[PASSAGE PROVIDED]
• • • • •
In an astonishing new study published by the National Bureau of Economic Research, 16% of retired NFL players declare bankruptcy.  This is within 12 years of retirement.  That’s correct.  In a study of football players drafted into the NFL between 1996 and 2003, almost 15% declared bankruptcy.  This group had an average income of $1.9 million per year!  And the study determined that the actual income was not a factor in bankruptcy. 

It is common knowledge that football players start young and don’t generally have a long career.  However, with a $420,000 minimum salary, and an average of a six-year career for those that make a team, you can figure a minimum of a $2.5 million career.  At $1.9 million that number goes up quickly.  And there are only a few necessary expenses for folks in their twenties, after all for these elite athletes college was paid for, and most don’t have kids or need a large home.  If they saved $1 million and invested it in the simplest of bonds – the 30-year US Treasury bond at today’s rate of 2.61% – they would have $26 thousand per year as a base income, and $1 million when they “retired” in 30 years.  Saving $2 million, or the average salary for one year, would double that with over $50 thousand per year income over 30 years and a $2 million retirement fund.

Of course, NFL professionals’ income peaks in those years while folks in other careers peak a decade or later (women at 39 and men at 48).
• • • • •
[GOAL]
Substitute "insolvency" for every "bankruptcy" and give the passage on NFL players' finances again, starting with "In an astonishing" and going on through "factor in bankruptcy.". Answer using only the passage on NFL players' finances.
• • • • •
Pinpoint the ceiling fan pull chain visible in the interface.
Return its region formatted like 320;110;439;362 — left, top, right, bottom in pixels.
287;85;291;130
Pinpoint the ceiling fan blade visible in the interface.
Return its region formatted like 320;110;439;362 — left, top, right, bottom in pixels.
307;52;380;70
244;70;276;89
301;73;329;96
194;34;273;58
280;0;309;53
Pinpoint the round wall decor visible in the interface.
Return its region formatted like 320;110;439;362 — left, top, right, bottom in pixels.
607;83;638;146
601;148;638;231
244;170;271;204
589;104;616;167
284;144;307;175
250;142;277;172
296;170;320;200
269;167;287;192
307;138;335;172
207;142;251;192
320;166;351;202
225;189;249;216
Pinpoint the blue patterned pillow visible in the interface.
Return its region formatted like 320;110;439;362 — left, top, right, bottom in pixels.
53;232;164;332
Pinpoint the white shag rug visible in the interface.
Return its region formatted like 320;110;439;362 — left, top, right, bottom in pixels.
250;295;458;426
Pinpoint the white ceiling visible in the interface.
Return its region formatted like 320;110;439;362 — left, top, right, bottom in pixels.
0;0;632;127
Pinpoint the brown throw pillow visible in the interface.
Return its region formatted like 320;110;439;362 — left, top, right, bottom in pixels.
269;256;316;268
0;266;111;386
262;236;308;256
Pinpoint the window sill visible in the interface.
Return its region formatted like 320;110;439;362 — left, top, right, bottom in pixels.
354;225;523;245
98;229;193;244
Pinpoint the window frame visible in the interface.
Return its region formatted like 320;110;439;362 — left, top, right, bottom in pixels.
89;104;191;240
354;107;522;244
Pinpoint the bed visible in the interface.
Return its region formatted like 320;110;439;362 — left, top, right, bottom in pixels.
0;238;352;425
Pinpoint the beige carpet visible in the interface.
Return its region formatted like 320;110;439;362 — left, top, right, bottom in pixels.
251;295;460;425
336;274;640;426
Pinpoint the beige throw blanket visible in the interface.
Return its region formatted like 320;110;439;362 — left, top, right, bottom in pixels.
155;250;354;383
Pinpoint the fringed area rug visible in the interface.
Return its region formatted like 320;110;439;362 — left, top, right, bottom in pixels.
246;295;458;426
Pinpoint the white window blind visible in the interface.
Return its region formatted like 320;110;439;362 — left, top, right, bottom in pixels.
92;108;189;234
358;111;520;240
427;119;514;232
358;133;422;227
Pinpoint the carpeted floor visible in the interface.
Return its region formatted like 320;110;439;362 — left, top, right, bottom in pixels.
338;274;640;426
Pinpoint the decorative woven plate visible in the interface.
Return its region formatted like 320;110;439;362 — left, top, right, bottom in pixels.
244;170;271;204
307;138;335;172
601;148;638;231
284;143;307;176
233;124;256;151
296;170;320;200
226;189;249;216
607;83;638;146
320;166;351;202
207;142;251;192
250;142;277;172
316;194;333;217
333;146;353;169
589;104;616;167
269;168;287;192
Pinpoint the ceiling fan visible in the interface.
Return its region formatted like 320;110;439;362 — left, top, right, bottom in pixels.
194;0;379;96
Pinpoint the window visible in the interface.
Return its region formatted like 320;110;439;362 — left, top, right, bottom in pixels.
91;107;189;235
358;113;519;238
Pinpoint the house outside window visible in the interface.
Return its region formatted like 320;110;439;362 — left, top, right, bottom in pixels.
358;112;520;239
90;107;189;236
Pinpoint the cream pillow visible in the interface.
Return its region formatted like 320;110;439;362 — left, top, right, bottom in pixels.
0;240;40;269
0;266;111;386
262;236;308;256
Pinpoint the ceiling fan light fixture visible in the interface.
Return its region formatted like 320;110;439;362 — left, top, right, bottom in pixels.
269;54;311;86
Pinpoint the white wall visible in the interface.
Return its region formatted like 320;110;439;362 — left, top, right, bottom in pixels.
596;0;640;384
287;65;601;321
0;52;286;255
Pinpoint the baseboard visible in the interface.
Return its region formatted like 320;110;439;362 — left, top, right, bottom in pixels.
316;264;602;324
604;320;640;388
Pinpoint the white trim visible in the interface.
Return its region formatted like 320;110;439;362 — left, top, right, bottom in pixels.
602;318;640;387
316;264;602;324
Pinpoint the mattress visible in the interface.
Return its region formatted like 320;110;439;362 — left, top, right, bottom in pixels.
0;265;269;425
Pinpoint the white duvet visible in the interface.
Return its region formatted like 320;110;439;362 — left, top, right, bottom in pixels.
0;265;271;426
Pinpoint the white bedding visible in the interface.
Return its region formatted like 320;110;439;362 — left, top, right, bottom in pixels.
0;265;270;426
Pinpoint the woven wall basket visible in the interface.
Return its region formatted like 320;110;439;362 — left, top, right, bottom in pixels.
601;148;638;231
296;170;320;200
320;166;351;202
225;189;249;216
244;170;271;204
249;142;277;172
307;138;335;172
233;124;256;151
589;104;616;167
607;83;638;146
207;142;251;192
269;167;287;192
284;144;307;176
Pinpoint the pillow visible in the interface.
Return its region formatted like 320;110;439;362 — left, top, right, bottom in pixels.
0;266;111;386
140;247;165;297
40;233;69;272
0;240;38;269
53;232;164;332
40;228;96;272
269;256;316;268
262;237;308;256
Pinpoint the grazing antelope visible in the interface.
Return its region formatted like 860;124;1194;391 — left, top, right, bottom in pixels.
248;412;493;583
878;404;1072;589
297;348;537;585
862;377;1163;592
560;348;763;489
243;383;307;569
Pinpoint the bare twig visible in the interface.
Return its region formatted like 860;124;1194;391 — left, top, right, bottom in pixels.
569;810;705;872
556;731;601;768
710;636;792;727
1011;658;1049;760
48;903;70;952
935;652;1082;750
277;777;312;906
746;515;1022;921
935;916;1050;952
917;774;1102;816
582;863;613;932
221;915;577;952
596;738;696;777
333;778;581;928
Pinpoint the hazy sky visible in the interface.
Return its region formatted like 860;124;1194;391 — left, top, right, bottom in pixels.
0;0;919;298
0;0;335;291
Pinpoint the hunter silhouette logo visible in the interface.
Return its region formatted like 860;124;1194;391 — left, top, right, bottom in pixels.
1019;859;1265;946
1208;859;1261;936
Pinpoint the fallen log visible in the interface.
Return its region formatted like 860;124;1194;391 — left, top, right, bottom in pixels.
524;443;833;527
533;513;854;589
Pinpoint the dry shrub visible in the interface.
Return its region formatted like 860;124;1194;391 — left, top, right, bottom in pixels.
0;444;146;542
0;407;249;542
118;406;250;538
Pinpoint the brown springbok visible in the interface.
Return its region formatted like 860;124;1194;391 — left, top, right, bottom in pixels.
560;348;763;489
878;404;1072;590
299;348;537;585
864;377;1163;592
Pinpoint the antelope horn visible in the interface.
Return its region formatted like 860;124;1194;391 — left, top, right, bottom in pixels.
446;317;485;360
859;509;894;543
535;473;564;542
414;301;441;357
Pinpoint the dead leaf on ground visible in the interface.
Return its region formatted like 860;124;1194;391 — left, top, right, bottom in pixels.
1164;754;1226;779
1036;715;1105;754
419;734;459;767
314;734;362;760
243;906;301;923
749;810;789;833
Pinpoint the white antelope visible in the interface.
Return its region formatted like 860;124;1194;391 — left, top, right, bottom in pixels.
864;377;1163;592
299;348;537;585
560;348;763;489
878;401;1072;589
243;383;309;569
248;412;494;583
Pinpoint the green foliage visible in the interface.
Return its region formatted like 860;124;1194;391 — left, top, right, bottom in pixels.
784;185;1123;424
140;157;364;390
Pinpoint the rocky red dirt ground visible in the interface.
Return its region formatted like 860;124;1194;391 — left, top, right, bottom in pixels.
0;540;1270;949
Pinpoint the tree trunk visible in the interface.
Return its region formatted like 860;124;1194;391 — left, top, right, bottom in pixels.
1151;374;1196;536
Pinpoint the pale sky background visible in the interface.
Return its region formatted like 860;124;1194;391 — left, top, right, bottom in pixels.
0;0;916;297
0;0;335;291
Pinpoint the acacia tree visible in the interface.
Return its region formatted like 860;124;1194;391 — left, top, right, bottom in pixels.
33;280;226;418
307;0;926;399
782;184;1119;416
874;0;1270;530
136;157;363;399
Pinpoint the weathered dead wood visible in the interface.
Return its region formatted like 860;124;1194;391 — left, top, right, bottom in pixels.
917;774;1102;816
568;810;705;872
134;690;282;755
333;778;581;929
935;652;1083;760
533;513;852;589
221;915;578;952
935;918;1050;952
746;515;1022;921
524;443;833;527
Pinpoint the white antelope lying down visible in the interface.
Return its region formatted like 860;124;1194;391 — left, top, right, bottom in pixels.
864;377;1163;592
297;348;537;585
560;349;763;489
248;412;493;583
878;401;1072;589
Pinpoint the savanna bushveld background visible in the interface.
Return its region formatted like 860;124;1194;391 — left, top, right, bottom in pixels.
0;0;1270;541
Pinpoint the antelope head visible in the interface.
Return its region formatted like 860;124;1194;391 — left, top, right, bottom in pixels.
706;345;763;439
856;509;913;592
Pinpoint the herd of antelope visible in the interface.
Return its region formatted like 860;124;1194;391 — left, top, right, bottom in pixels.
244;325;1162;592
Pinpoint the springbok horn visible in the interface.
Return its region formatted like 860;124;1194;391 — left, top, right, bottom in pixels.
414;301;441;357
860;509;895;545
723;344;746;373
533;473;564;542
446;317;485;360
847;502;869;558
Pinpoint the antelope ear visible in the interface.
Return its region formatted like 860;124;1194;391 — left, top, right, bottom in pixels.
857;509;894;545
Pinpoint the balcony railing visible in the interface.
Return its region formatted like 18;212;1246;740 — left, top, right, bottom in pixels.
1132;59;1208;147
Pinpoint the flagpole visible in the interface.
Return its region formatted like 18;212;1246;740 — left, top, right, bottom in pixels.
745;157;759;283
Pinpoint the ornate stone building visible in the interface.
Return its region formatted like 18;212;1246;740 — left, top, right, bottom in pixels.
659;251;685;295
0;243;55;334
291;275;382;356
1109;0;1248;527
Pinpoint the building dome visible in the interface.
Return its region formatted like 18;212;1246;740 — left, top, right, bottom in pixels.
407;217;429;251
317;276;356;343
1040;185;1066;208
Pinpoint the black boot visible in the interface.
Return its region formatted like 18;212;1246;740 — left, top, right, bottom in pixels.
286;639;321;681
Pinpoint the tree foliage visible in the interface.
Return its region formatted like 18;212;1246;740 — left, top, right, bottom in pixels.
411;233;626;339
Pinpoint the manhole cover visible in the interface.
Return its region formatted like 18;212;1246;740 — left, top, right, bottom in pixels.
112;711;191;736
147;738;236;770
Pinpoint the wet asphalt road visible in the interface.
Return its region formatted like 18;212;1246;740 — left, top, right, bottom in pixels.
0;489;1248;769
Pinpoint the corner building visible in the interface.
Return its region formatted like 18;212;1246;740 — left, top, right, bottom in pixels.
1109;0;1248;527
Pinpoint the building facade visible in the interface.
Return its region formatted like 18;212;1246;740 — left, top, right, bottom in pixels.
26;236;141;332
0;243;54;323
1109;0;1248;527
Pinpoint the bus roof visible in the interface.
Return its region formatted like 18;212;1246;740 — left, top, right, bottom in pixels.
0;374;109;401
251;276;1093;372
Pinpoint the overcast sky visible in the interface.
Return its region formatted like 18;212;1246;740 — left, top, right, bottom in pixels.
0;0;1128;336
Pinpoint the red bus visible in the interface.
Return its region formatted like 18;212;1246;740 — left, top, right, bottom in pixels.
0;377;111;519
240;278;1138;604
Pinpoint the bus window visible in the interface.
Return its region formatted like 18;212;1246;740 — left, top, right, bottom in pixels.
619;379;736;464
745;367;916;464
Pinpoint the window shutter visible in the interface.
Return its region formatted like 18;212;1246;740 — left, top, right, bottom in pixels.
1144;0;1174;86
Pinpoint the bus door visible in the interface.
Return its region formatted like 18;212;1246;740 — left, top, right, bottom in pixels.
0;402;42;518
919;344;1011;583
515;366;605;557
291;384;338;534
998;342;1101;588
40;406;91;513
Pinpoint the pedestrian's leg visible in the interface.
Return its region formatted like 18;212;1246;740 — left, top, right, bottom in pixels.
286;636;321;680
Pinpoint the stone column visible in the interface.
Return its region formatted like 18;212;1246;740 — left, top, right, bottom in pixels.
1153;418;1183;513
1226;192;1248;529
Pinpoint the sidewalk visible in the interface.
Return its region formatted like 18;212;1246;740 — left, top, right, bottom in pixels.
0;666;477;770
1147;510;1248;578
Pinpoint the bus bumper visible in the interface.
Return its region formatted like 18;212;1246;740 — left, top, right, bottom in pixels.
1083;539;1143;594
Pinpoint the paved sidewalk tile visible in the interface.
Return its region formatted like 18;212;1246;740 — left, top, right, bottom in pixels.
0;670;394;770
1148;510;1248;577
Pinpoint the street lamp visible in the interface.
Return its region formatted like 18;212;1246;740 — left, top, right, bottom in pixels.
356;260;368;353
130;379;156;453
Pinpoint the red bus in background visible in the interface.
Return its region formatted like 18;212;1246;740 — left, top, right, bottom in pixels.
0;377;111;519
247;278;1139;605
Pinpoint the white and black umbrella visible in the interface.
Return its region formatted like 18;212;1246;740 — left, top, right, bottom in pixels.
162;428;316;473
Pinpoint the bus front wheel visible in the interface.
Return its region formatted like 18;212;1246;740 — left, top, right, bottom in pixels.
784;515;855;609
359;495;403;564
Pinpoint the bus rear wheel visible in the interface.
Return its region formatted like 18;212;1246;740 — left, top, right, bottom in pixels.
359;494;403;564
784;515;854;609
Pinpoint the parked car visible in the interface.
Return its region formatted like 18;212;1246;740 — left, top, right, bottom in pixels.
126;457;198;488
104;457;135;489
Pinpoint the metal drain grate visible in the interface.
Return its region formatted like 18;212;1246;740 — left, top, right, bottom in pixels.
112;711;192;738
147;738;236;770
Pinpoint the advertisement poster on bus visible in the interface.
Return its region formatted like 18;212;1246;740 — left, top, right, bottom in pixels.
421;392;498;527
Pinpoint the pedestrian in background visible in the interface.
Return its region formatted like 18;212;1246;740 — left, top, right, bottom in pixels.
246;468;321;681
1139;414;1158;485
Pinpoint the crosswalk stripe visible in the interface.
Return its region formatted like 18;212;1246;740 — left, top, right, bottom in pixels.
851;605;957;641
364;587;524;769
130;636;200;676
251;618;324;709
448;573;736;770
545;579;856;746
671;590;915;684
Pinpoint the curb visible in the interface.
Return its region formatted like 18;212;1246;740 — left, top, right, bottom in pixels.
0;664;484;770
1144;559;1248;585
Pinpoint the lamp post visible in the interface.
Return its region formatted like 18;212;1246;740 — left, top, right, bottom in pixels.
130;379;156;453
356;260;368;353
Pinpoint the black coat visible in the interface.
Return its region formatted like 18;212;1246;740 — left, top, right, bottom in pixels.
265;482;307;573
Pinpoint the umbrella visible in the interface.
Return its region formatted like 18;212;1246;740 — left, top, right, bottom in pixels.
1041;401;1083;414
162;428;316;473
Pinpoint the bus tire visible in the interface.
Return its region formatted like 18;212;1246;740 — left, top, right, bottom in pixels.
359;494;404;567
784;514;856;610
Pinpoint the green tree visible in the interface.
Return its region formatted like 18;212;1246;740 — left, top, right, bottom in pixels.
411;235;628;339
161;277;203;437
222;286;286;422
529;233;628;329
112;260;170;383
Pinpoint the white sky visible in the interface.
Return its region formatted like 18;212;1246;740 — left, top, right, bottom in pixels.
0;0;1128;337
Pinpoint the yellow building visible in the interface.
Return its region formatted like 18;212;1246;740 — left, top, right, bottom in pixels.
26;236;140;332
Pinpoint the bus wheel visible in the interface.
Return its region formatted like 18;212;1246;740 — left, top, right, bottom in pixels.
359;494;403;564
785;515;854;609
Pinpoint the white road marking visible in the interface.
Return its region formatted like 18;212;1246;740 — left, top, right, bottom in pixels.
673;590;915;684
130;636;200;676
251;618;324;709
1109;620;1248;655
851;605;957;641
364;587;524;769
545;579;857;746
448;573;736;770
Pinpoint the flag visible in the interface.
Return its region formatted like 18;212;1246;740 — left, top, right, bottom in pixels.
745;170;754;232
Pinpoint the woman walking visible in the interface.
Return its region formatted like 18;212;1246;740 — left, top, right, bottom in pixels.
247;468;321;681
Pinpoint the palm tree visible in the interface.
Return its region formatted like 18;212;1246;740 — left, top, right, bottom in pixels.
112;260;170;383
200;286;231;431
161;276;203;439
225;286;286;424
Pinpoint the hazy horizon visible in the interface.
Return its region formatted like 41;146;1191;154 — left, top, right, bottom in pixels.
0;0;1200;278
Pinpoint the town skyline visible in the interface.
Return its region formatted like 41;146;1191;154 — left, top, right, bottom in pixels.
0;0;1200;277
• • • • •
[TASK RESULT]
In an astonishing new study published by the National Bureau of Economic Research, 16% of retired NFL players declare insolvency.  This is within 12 years of retirement.  That’s correct.  In a study of football players drafted into the NFL between 1996 and 2003, almost 15% declared insolvency.  This group had an average income of $1.9 million per year!  And the study determined that the actual income was not a factor in insolvency.